PROBLEM DESCRIPTION:
Duplicate the lines beginning at the start of the records and ending after the line that contains "[[0, 117, 295, 191]]", both ends included. Leave the pictures out of your answer.

=== TASK DATA ===

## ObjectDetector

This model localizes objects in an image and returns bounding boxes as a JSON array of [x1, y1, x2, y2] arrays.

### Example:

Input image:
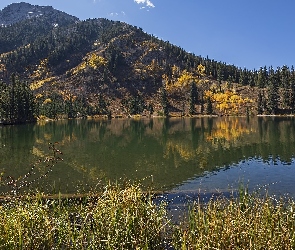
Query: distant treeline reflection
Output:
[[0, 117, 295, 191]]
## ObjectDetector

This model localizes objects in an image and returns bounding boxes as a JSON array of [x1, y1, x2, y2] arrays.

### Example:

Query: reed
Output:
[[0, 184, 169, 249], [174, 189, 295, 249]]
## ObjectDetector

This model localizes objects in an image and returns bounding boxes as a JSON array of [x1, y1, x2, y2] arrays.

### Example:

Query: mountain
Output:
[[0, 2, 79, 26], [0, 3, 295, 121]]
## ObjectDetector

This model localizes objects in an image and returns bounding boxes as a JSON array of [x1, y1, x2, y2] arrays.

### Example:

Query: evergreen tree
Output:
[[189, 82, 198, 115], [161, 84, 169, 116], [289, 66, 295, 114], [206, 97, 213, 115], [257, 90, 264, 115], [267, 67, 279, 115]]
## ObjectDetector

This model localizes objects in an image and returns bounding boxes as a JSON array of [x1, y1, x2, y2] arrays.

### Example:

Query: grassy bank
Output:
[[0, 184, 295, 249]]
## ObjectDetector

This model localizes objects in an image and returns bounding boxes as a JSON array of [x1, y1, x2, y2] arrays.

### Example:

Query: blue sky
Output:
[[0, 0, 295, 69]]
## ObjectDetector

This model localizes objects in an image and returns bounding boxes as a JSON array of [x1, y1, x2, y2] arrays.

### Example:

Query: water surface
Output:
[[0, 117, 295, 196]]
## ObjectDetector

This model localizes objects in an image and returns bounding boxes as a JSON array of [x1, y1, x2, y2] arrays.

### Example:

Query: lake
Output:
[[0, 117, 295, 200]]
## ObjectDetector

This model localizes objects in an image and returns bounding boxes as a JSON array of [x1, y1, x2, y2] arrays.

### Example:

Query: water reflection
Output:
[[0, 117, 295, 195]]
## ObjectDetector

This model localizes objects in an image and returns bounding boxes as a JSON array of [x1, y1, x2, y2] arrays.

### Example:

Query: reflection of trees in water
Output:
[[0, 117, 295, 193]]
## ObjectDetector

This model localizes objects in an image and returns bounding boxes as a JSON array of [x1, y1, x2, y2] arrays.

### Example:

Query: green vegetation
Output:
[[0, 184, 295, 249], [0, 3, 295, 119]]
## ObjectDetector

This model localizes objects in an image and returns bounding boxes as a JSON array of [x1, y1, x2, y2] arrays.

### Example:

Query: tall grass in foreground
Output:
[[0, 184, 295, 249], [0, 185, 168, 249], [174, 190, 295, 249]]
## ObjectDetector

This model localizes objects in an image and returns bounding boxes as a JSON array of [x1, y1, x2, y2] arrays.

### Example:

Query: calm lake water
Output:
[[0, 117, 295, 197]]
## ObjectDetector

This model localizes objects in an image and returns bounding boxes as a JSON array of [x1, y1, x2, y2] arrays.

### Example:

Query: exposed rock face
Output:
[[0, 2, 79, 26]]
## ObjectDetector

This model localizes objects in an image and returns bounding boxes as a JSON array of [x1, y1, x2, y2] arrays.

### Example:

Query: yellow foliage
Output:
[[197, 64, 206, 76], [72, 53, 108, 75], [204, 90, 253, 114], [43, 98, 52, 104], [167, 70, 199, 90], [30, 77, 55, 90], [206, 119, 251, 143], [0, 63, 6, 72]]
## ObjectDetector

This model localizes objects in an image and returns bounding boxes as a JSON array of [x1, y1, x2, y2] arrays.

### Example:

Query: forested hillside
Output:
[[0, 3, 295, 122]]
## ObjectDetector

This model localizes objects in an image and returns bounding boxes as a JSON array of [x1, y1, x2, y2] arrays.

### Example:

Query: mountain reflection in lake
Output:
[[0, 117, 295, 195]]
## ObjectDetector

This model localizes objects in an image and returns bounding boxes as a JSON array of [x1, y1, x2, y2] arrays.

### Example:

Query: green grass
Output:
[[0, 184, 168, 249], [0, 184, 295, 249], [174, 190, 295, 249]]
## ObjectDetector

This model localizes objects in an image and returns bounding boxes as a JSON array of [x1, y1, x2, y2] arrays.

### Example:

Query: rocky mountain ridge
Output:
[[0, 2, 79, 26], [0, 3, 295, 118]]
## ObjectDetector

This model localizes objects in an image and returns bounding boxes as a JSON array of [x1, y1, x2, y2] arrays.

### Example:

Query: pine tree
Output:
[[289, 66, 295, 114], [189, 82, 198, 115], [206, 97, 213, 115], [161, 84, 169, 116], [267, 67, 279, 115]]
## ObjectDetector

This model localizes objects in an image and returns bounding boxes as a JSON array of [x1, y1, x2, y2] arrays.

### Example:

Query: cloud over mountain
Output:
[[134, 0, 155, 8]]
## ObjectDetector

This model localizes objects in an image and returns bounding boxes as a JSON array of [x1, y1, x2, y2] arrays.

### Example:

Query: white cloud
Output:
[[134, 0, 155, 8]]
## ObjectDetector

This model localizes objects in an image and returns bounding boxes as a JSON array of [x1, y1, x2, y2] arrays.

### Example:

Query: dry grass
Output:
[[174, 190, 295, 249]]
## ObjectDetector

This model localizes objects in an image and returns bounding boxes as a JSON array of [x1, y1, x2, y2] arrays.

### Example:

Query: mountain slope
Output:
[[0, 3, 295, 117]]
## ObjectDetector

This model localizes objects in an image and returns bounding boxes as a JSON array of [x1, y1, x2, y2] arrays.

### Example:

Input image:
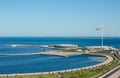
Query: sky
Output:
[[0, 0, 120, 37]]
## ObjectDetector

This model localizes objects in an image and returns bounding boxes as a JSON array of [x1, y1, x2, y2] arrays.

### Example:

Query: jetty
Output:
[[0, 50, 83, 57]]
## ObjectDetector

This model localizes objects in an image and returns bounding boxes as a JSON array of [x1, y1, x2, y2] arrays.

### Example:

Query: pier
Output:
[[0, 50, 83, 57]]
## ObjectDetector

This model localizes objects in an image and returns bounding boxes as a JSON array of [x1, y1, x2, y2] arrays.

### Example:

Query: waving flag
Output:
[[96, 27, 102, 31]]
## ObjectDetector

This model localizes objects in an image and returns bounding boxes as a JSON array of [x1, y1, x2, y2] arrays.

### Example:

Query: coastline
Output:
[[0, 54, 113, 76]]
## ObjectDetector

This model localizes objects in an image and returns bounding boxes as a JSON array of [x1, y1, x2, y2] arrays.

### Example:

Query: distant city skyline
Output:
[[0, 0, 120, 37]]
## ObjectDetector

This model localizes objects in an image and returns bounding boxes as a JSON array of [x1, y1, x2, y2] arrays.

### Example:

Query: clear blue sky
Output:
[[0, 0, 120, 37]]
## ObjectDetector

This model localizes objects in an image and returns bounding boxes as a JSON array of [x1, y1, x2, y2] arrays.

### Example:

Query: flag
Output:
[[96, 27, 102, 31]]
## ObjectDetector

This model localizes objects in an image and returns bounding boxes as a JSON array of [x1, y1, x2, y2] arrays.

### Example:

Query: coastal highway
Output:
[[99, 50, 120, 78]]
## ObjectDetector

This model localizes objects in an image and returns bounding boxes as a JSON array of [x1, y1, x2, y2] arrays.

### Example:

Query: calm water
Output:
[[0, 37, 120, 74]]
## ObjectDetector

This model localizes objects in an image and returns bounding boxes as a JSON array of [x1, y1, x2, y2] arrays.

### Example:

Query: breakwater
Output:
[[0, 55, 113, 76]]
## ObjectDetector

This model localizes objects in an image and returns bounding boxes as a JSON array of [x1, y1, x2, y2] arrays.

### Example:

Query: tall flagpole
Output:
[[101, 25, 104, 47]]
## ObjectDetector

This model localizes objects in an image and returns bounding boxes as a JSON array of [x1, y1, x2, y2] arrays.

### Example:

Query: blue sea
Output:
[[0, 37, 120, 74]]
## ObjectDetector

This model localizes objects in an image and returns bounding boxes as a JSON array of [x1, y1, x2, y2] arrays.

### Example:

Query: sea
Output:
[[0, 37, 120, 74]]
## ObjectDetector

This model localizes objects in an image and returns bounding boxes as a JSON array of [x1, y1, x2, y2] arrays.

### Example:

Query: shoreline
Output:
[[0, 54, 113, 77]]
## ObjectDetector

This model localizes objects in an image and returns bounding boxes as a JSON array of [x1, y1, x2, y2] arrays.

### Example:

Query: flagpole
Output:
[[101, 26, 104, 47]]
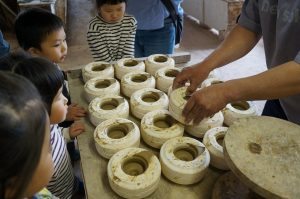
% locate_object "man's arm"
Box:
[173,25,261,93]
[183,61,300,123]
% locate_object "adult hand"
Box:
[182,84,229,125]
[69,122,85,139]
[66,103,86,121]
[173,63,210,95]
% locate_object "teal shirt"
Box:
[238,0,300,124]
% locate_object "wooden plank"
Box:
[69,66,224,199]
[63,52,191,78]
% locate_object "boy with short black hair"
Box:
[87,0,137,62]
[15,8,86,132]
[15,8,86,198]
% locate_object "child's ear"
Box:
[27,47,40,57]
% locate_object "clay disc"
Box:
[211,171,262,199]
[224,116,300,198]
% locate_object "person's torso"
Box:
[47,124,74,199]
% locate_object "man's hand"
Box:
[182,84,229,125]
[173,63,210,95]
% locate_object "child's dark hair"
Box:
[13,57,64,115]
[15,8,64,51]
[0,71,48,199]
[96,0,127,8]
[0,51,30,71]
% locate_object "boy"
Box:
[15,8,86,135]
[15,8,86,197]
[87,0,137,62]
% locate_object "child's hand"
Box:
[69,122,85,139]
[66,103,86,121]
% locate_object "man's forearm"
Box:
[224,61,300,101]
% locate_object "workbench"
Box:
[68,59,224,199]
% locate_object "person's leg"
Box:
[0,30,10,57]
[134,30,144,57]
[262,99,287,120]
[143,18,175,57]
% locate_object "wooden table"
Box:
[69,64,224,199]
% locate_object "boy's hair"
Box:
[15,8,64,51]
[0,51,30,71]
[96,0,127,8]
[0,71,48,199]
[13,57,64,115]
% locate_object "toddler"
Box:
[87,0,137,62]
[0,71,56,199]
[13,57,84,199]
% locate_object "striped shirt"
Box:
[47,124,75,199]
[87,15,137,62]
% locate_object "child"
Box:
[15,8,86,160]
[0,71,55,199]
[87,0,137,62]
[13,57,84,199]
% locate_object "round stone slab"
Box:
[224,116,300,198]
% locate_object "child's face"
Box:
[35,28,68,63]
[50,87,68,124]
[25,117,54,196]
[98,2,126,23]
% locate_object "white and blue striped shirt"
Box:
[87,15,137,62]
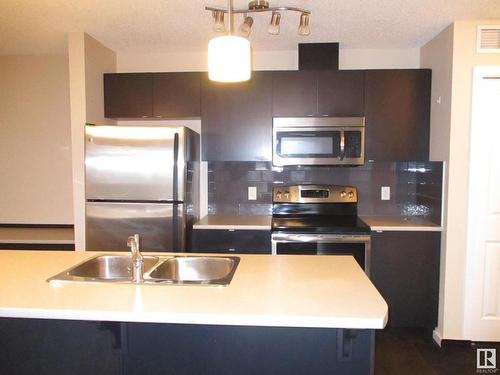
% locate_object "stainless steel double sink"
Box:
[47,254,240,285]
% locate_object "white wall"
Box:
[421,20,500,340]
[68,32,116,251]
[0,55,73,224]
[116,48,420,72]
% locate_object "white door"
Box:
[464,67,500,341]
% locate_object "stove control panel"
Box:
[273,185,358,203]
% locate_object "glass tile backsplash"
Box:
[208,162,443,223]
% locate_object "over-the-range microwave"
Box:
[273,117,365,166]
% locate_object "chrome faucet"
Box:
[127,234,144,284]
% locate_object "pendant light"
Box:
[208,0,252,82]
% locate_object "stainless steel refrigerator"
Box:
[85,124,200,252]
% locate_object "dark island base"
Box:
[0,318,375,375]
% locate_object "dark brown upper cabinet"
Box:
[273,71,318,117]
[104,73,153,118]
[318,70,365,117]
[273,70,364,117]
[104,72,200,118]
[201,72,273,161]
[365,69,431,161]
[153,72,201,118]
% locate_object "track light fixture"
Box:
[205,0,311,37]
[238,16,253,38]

===

WRITTEN ANSWER:
## ObjectDetector

This model localizes objects in an image and returns bounding boxes as a JSON array of [x1, y1, x2, y2] arrays.

### Example:

Input image:
Query: distant treeline reflection
Output:
[[0, 117, 295, 191]]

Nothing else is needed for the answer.